— Problem to work on —
Edit the listing below by replacing "rear wheel" with "back wheel" everywhere it occurs, keeping everything else the same. Leave the pictures out of your version.

+++

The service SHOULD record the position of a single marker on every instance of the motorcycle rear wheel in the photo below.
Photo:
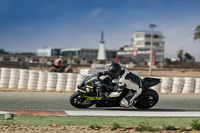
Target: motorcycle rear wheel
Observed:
(147, 99)
(79, 101)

+++

— Expected answer —
The service SHOULD record the position of a single marker on every instance of the motorcycle back wheel in the photo below.
Photo:
Target: motorcycle back wheel
Observed:
(147, 99)
(79, 101)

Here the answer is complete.